Task brief — Could you return every line of the data below verbatim, leaving out the pictures?
*** Entries shown ***
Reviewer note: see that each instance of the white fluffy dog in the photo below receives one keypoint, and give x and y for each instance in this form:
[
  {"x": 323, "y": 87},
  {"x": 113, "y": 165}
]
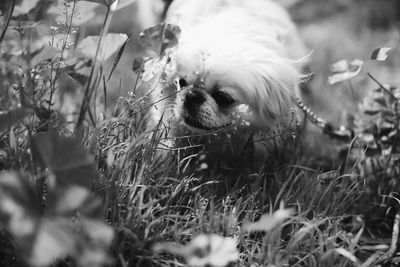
***
Solution to this task —
Reviewer note: see that each instance of the white fluffy dog in the photo below receives one keypoint, and give x and y for each instance in this form:
[
  {"x": 323, "y": 87},
  {"x": 113, "y": 165}
]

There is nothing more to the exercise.